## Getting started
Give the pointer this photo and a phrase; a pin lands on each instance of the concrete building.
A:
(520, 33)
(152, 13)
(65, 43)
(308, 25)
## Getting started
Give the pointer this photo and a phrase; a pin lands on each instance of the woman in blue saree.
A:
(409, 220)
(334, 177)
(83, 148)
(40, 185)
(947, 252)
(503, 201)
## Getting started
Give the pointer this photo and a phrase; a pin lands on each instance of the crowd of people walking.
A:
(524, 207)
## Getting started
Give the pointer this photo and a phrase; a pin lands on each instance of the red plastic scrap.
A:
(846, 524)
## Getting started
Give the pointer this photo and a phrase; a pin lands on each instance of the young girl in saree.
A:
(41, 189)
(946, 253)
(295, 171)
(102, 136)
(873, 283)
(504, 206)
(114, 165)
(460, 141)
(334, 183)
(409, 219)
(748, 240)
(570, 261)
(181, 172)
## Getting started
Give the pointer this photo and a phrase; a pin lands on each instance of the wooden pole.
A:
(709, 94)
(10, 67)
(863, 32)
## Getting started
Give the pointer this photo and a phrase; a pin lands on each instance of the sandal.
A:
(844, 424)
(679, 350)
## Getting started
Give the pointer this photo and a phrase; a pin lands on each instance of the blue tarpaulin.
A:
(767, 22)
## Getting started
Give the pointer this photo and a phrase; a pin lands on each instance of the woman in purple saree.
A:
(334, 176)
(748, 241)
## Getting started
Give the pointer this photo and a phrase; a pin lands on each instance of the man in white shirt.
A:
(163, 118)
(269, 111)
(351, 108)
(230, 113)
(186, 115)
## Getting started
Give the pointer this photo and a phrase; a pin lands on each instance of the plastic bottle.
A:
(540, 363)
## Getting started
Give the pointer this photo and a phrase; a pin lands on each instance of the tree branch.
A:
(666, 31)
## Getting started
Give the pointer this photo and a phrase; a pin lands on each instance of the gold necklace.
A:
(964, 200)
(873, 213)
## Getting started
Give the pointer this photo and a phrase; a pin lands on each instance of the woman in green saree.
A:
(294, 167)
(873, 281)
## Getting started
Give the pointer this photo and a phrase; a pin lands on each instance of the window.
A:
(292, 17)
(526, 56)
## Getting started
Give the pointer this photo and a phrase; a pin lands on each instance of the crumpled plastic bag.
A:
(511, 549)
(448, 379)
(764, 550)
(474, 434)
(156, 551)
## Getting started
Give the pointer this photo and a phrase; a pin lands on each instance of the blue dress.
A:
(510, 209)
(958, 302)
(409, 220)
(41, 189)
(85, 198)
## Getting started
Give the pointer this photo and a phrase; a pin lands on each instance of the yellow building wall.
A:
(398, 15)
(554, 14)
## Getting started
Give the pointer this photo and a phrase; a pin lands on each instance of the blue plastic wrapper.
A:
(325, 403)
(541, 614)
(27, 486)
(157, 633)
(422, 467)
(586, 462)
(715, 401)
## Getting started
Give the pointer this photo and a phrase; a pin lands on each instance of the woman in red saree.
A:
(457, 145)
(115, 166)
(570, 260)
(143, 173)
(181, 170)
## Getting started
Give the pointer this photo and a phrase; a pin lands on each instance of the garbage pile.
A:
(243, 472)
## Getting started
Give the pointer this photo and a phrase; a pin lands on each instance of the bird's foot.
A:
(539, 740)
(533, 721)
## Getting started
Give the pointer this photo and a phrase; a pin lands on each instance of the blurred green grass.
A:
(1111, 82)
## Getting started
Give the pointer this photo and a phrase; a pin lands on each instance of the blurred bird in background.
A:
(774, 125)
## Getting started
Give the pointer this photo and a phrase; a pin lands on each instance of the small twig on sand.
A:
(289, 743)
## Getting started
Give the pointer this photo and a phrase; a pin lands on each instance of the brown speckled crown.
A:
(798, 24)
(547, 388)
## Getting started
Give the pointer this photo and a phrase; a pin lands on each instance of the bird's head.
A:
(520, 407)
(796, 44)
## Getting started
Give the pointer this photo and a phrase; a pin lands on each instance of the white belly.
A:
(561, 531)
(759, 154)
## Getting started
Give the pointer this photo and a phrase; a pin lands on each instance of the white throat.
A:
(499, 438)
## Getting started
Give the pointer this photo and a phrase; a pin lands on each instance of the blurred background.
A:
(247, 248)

**EXERCISE GOAL:** Write each entry out again. Do not change a word.

**ANSWER TO THE PROBLEM:**
## Getting started
Give the pointer this photo and a phrase; a pin lands on each instance of the concrete building.
A:
(520, 33)
(152, 13)
(65, 43)
(308, 25)
## Getting started
Give the pointer this photo and a phrase; a pin lands on each instance of the woman in blue saree.
A:
(409, 220)
(334, 177)
(83, 148)
(40, 185)
(947, 252)
(503, 201)
## Getting started
Give the pointer this photo and a phrase; a pin lands on each instance of the crowd of people walking.
A:
(524, 207)
## Getting started
Give the pointer this photo and a phrase; a pin lands on each instance of the red plastic scrap.
A:
(846, 524)
## Getting started
Give the pointer this photo and a phrase; a pin lands on each instance of the young girl in saree.
A:
(41, 189)
(946, 253)
(295, 171)
(102, 136)
(873, 283)
(504, 206)
(114, 165)
(460, 141)
(334, 183)
(409, 219)
(748, 240)
(570, 261)
(181, 172)
## Getting started
Give the pointer this photo and a phrase; a pin lands on each instance of the wooden pole.
A:
(709, 94)
(10, 67)
(863, 32)
## Getting started
Give the pointer this photo and a phrase; a pin lands on each instance of the sandal.
A:
(844, 424)
(679, 350)
## Getting started
Give the pointer this photo and a phrase; a pin lands on each instance of the blue tarpaulin.
A:
(767, 22)
## Getting started
Give the pointer this photo and a phrase; a pin lands on each instance of the woman in purple saree.
A:
(334, 176)
(748, 241)
## Getting started
Give the pointer this photo and a phrase; a pin lands on each instance of the man in white shirt.
A:
(163, 118)
(269, 111)
(351, 108)
(230, 113)
(186, 115)
## Getting started
Give the pointer this photo and a phrase; a pin lands on each instance of the plastic bottle.
A:
(540, 363)
## Getting started
Give the pointer this photo and a phrase; a pin lands on each instance of the tree branch.
A:
(666, 31)
## Getting started
Give the pointer this photo and a phrase; a pin lands on each instance of the gold necklace.
A:
(964, 200)
(873, 213)
## Getting started
Give the pointer this photo and a phrase; a pin lands on each instance of the woman in green saree.
A:
(294, 167)
(873, 281)
## Getting started
Give the pointer this photo and a phrase; a pin lands on each instance of the window.
A:
(292, 17)
(526, 56)
## Getting started
Give the pointer this photo and a phrase; a pin lands on each instance of the crumpled plastic bag.
A:
(511, 549)
(448, 379)
(764, 550)
(474, 434)
(156, 551)
## Getting started
Give the pointer this photo and a phrase; a pin lands on each instance of the blue dress.
A:
(510, 209)
(958, 302)
(409, 220)
(41, 189)
(85, 198)
## Getting started
Give the pointer this photo and a phrase; a pin lands on each instance of the yellow building wall.
A:
(398, 15)
(554, 14)
## Getting started
Give the pointer this photo and a phrase; a pin lands on each instance of the blue plastic wrapper.
A:
(325, 403)
(541, 614)
(27, 486)
(157, 633)
(422, 467)
(586, 462)
(715, 401)
## Getting started
Give the pointer this photo and a phrase; a pin lands on each instance of the woman in red saree.
A:
(457, 145)
(115, 166)
(570, 260)
(143, 173)
(181, 170)
## Getting started
Give the pointer this photo and a phrase; a pin lands on each instance of the garbage pile.
A:
(243, 472)
## Getting started
Give the pointer this photo and a phrase; a pin lands on each instance of the bird's foot.
A:
(539, 740)
(533, 721)
## Getting started
Give the pointer this photo and a phrase; a pin lands on each instance of the blurred green grass.
A:
(1111, 82)
## Getting started
Give the pointer this photo and a phrase; a pin lands on each instance of the blurred bird in background.
A:
(774, 125)
## Getting started
Give the pointer this photo and a phrase; a pin lands on each instance of the small twig on sand.
A:
(289, 743)
## Getting started
Give the pointer this photo and a phrase; a pin lands on each instance of the brown speckled crown.
A:
(798, 24)
(547, 388)
## Getting started
Give the pointer this photo and a phrase; a pin lands on each instance of the bird's head.
A:
(520, 407)
(796, 44)
## Getting started
Give the pointer this photo and a phrase; a pin lands on each instance of the white belly.
A:
(561, 531)
(759, 154)
## Getting started
Give the pointer this photo and a phrase; a pin lands on each instance of the white throat.
A:
(499, 438)
## Getting started
Give the pointer this photo and a phrase; a pin lands on each instance of the blurred background.
A:
(247, 248)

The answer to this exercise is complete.